Task list >>
1. In the blog post, which event did Gram never miss a single one of?
2. Copy the stretch of the blog post from "Just A Glimpse" through "number.  Clever, huh?)" word for word.

Selected extract >>
>> Begin

Friday, February 8, 2013

Just A Glimpse

It’s funny. Well, “funny” is not the right word at all, but that’s the problem that I’m dealing with right now.  I can’t find the right words.  Not even close. I have sat down to write “this” blog so many times and it’s been so hard.  There truly are no words. So, here is attempt #273.  (Some of you will get the reference of that particular number.  Clever, huh?)

Dear Gram,
To say that your legacy lives on in me, my cousins and our children is an understatement. We are all more like you in ways we don’t even realize sometimes.  (Sorry, G, but it’s true…good luck. At least you know what you’re in for.)
We joke that you called me “a miracle” to everyone who’d listen (or pretend to listen).  Your pride in me and the rest of your grandchildren and great-grandchildren went unmatched.  I beg anyone to challenge me on that statement.
You never missed a single First Day of School.  Even when I was in college, you’d head up to our house to say goodbye before we headed down to PC.  At the time, it was sort of “expected” because I knew you’d be there.  Now, looking back, I am in awe of it.  What a simple, quick visit can do for a kid.
I can’t think of a single “thing” of mine that you weren't there for, for 35 of my years– recitals, shows, presentations, parties, meetings, you name it.  In fact, when H and M were little and we enrolled them in their first “class”, I was afraid to take them by myself.  I wasn’t sure if I’d be able to handle both of them.  Who came with me each week?  You did.
While I would sing in church, you would tell every single person who walked by you, that I was your granddaughter.  Yes, Gram, they thought I was beautiful.  And yes, Gram, they had never heard a more beautiful voice.  (At least they knew that was what they were supposed to say.)  Oh, and by the way, it was very clear to them that I was your granddaughter.  You had already told them for that past 2,619 Sundays.
Your ability to not take things too seriously (including yourself) is a quality that I am proud to say I see in myself.  Like you, I let most things roll off my back.  And like you, if I do get upset about something – look out.  I mean business.
Every time I need something to be hemmed or mended in some way, (honestly) my first thought is to give it to Gram.  That’s one thing that, unfortunately, you didn’t teach me.  I truly can’t thread a needle successfully.  Oh well, I love you anyway.  You taught me lots of other things… J
Most of the phrases that I have coined as “mine” are really not mine– they are “yours”.  I share them with you. And I melt a little when I hear M and H saying them now as well.

>> End

Supplied information >>
>> Begin

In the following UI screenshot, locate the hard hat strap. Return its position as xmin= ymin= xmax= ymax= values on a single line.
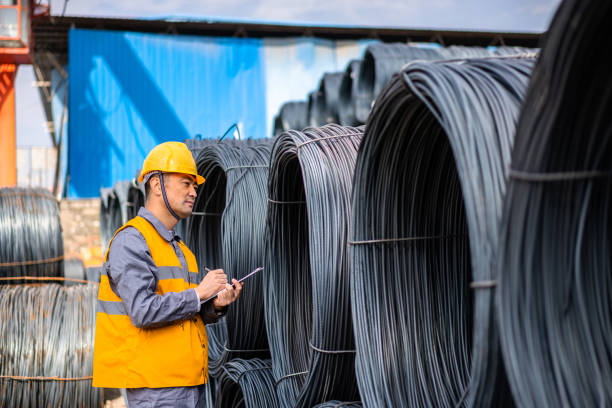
xmin=159 ymin=171 xmax=181 ymax=221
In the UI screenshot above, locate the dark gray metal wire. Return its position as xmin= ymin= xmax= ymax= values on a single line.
xmin=0 ymin=284 xmax=103 ymax=408
xmin=338 ymin=60 xmax=363 ymax=126
xmin=186 ymin=139 xmax=271 ymax=377
xmin=0 ymin=188 xmax=64 ymax=285
xmin=497 ymin=0 xmax=612 ymax=407
xmin=353 ymin=43 xmax=443 ymax=123
xmin=274 ymin=101 xmax=308 ymax=136
xmin=308 ymin=89 xmax=326 ymax=127
xmin=100 ymin=188 xmax=114 ymax=251
xmin=314 ymin=401 xmax=363 ymax=408
xmin=264 ymin=125 xmax=363 ymax=407
xmin=320 ymin=72 xmax=344 ymax=125
xmin=215 ymin=358 xmax=280 ymax=408
xmin=351 ymin=58 xmax=534 ymax=407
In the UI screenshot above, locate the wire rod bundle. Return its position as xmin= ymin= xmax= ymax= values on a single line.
xmin=438 ymin=45 xmax=492 ymax=59
xmin=265 ymin=125 xmax=363 ymax=407
xmin=187 ymin=139 xmax=271 ymax=376
xmin=126 ymin=179 xmax=145 ymax=220
xmin=274 ymin=101 xmax=308 ymax=136
xmin=350 ymin=58 xmax=533 ymax=407
xmin=0 ymin=284 xmax=102 ymax=408
xmin=63 ymin=258 xmax=87 ymax=286
xmin=308 ymin=90 xmax=325 ymax=126
xmin=338 ymin=60 xmax=363 ymax=126
xmin=100 ymin=188 xmax=114 ymax=251
xmin=494 ymin=46 xmax=540 ymax=56
xmin=353 ymin=43 xmax=443 ymax=123
xmin=497 ymin=0 xmax=612 ymax=407
xmin=320 ymin=72 xmax=344 ymax=125
xmin=215 ymin=358 xmax=279 ymax=408
xmin=0 ymin=188 xmax=64 ymax=284
xmin=314 ymin=400 xmax=363 ymax=408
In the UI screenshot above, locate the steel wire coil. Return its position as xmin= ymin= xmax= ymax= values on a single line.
xmin=264 ymin=125 xmax=363 ymax=407
xmin=308 ymin=89 xmax=325 ymax=127
xmin=497 ymin=0 xmax=612 ymax=407
xmin=100 ymin=188 xmax=113 ymax=251
xmin=438 ymin=45 xmax=493 ymax=59
xmin=353 ymin=43 xmax=443 ymax=123
xmin=0 ymin=187 xmax=64 ymax=278
xmin=338 ymin=60 xmax=363 ymax=126
xmin=63 ymin=258 xmax=87 ymax=286
xmin=493 ymin=46 xmax=540 ymax=56
xmin=318 ymin=72 xmax=344 ymax=125
xmin=187 ymin=139 xmax=271 ymax=376
xmin=215 ymin=358 xmax=279 ymax=408
xmin=0 ymin=284 xmax=102 ymax=408
xmin=274 ymin=101 xmax=308 ymax=136
xmin=350 ymin=58 xmax=534 ymax=407
xmin=314 ymin=401 xmax=363 ymax=408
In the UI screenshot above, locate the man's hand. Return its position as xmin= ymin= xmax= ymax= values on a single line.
xmin=213 ymin=279 xmax=242 ymax=309
xmin=195 ymin=269 xmax=227 ymax=300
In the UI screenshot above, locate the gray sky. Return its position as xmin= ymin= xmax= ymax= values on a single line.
xmin=16 ymin=0 xmax=559 ymax=146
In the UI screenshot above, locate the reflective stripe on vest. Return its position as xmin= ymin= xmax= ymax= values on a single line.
xmin=93 ymin=216 xmax=208 ymax=388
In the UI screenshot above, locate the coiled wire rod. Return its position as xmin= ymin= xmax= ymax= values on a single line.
xmin=497 ymin=0 xmax=612 ymax=408
xmin=187 ymin=139 xmax=271 ymax=377
xmin=353 ymin=43 xmax=444 ymax=123
xmin=0 ymin=284 xmax=103 ymax=408
xmin=350 ymin=58 xmax=534 ymax=407
xmin=0 ymin=187 xmax=64 ymax=285
xmin=264 ymin=125 xmax=363 ymax=407
xmin=274 ymin=101 xmax=308 ymax=136
xmin=338 ymin=60 xmax=363 ymax=126
xmin=215 ymin=358 xmax=279 ymax=408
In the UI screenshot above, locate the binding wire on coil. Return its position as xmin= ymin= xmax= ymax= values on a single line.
xmin=0 ymin=188 xmax=64 ymax=285
xmin=264 ymin=125 xmax=363 ymax=407
xmin=215 ymin=358 xmax=280 ymax=408
xmin=350 ymin=58 xmax=534 ymax=407
xmin=0 ymin=284 xmax=102 ymax=408
xmin=498 ymin=0 xmax=612 ymax=407
xmin=187 ymin=139 xmax=270 ymax=376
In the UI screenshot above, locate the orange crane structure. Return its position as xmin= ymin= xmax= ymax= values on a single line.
xmin=0 ymin=0 xmax=49 ymax=187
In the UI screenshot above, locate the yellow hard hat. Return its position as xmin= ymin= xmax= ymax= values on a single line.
xmin=138 ymin=142 xmax=205 ymax=184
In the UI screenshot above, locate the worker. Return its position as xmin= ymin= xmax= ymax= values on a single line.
xmin=93 ymin=142 xmax=242 ymax=408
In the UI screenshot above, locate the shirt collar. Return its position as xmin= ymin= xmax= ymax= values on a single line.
xmin=138 ymin=207 xmax=181 ymax=242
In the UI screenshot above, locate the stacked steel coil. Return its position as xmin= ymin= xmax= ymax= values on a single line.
xmin=215 ymin=358 xmax=279 ymax=408
xmin=0 ymin=188 xmax=64 ymax=284
xmin=318 ymin=72 xmax=344 ymax=125
xmin=274 ymin=101 xmax=308 ymax=136
xmin=264 ymin=125 xmax=363 ymax=407
xmin=353 ymin=43 xmax=444 ymax=123
xmin=350 ymin=58 xmax=534 ymax=407
xmin=100 ymin=188 xmax=113 ymax=251
xmin=497 ymin=0 xmax=612 ymax=407
xmin=0 ymin=284 xmax=102 ymax=408
xmin=338 ymin=60 xmax=363 ymax=126
xmin=186 ymin=140 xmax=270 ymax=376
xmin=308 ymin=90 xmax=326 ymax=127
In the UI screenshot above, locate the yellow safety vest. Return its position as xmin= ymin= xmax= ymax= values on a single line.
xmin=92 ymin=216 xmax=208 ymax=388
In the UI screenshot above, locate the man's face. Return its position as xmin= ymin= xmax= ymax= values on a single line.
xmin=164 ymin=173 xmax=198 ymax=218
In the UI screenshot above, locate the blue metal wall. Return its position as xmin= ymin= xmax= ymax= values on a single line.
xmin=67 ymin=29 xmax=371 ymax=198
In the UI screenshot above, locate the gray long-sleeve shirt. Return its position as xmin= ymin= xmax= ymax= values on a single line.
xmin=104 ymin=207 xmax=225 ymax=407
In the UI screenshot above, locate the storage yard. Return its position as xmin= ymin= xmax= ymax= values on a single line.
xmin=0 ymin=0 xmax=612 ymax=408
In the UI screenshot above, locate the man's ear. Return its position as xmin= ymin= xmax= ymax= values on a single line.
xmin=149 ymin=175 xmax=161 ymax=196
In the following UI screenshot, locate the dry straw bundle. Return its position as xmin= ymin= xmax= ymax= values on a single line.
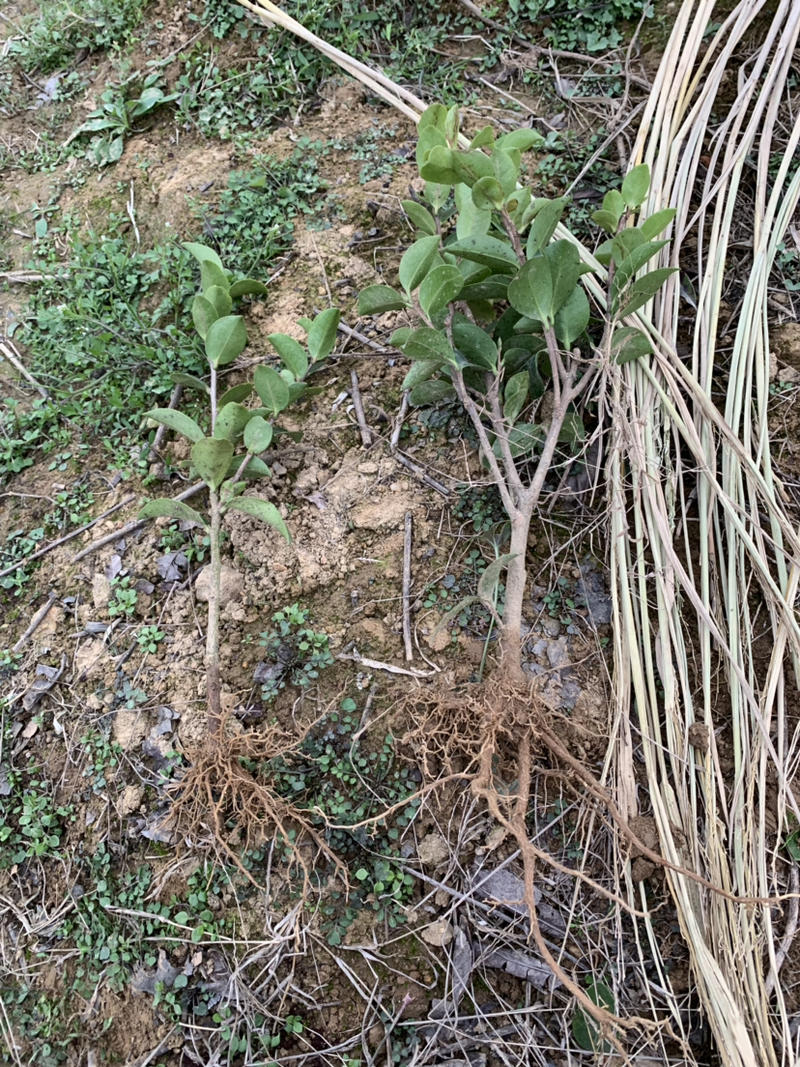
xmin=239 ymin=0 xmax=800 ymax=1067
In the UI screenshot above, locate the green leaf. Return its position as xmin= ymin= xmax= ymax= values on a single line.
xmin=452 ymin=316 xmax=498 ymax=373
xmin=453 ymin=182 xmax=492 ymax=241
xmin=417 ymin=145 xmax=462 ymax=186
xmin=206 ymin=315 xmax=247 ymax=367
xmin=358 ymin=285 xmax=409 ymax=315
xmin=244 ymin=415 xmax=272 ymax=456
xmin=419 ymin=265 xmax=464 ymax=318
xmin=181 ymin=241 xmax=225 ymax=272
xmin=592 ymin=209 xmax=619 ymax=234
xmin=401 ymin=201 xmax=436 ymax=235
xmin=526 ymin=196 xmax=567 ymax=259
xmin=554 ymin=285 xmax=591 ymax=348
xmin=139 ymin=498 xmax=207 ymax=526
xmin=471 ymin=177 xmax=505 ymax=211
xmin=201 ymin=259 xmax=230 ymax=292
xmin=225 ymin=496 xmax=291 ymax=543
xmin=615 ymin=267 xmax=677 ymax=318
xmin=639 ymin=207 xmax=675 ymax=240
xmin=267 ymin=334 xmax=308 ymax=381
xmin=170 ymin=370 xmax=208 ymax=393
xmin=509 ymin=255 xmax=553 ymax=323
xmin=611 ymin=327 xmax=653 ymax=363
xmin=401 ymin=360 xmax=442 ymax=389
xmin=492 ymin=145 xmax=519 ymax=195
xmin=445 ymin=234 xmax=519 ymax=274
xmin=253 ymin=366 xmax=290 ymax=415
xmin=213 ymin=401 xmax=252 ymax=442
xmin=469 ymin=126 xmax=495 ymax=148
xmin=230 ymin=277 xmax=269 ymax=300
xmin=478 ymin=552 xmax=517 ymax=604
xmin=308 ymin=307 xmax=340 ymax=363
xmin=403 ymin=327 xmax=455 ymax=364
xmin=409 ymin=378 xmax=453 ymax=408
xmin=502 ymin=370 xmax=530 ymax=426
xmin=618 ymin=163 xmax=650 ymax=209
xmin=147 ymin=408 xmax=203 ymax=441
xmin=204 ymin=285 xmax=234 ymax=315
xmin=399 ymin=235 xmax=439 ymax=293
xmin=544 ymin=241 xmax=590 ymax=316
xmin=217 ymin=382 xmax=253 ymax=408
xmin=192 ymin=437 xmax=234 ymax=489
xmin=192 ymin=294 xmax=220 ymax=340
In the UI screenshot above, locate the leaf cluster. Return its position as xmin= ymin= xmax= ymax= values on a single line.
xmin=140 ymin=242 xmax=339 ymax=540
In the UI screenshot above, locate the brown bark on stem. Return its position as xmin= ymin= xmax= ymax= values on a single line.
xmin=206 ymin=489 xmax=222 ymax=748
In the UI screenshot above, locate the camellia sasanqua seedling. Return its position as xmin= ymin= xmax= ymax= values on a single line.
xmin=358 ymin=103 xmax=674 ymax=681
xmin=140 ymin=242 xmax=339 ymax=748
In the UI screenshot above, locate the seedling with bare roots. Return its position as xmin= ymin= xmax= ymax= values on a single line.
xmin=358 ymin=103 xmax=674 ymax=681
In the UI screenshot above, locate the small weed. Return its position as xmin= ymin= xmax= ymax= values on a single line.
xmin=109 ymin=575 xmax=139 ymax=619
xmin=137 ymin=626 xmax=166 ymax=654
xmin=259 ymin=604 xmax=333 ymax=701
xmin=11 ymin=0 xmax=147 ymax=74
xmin=0 ymin=768 xmax=74 ymax=867
xmin=81 ymin=732 xmax=123 ymax=794
xmin=76 ymin=74 xmax=175 ymax=166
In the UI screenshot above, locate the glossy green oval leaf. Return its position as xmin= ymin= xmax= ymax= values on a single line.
xmin=230 ymin=277 xmax=269 ymax=300
xmin=554 ymin=285 xmax=591 ymax=348
xmin=201 ymin=259 xmax=229 ymax=292
xmin=244 ymin=415 xmax=272 ymax=456
xmin=181 ymin=241 xmax=225 ymax=272
xmin=419 ymin=265 xmax=464 ymax=318
xmin=253 ymin=366 xmax=291 ymax=415
xmin=204 ymin=285 xmax=234 ymax=315
xmin=213 ymin=401 xmax=252 ymax=442
xmin=308 ymin=307 xmax=340 ymax=363
xmin=225 ymin=496 xmax=291 ymax=543
xmin=192 ymin=294 xmax=220 ymax=340
xmin=400 ymin=201 xmax=436 ymax=236
xmin=217 ymin=382 xmax=253 ymax=408
xmin=399 ymin=234 xmax=439 ymax=293
xmin=403 ymin=327 xmax=455 ymax=364
xmin=358 ymin=285 xmax=409 ymax=315
xmin=471 ymin=176 xmax=505 ymax=211
xmin=409 ymin=378 xmax=454 ymax=408
xmin=146 ymin=408 xmax=203 ymax=441
xmin=206 ymin=315 xmax=247 ymax=367
xmin=139 ymin=498 xmax=208 ymax=526
xmin=508 ymin=255 xmax=553 ymax=323
xmin=622 ymin=163 xmax=650 ymax=209
xmin=445 ymin=234 xmax=519 ymax=274
xmin=267 ymin=334 xmax=308 ymax=381
xmin=453 ymin=182 xmax=492 ymax=241
xmin=192 ymin=437 xmax=234 ymax=489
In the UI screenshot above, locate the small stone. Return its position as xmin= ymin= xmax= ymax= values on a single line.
xmin=419 ymin=919 xmax=453 ymax=949
xmin=417 ymin=833 xmax=450 ymax=866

>> End

Expected results >>
1. The First Day of School.

2.
Just A Glimpse

It’s funny. Well, “funny” is not the right word at all, but that’s the problem that I’m dealing with right now.  I can’t find the right words.  Not even close. I have sat down to write “this” blog so many times and it’s been so hard.  There truly are no words. So, here is attempt #273.  (Some of you will get the reference of that particular number.  Clever, huh?)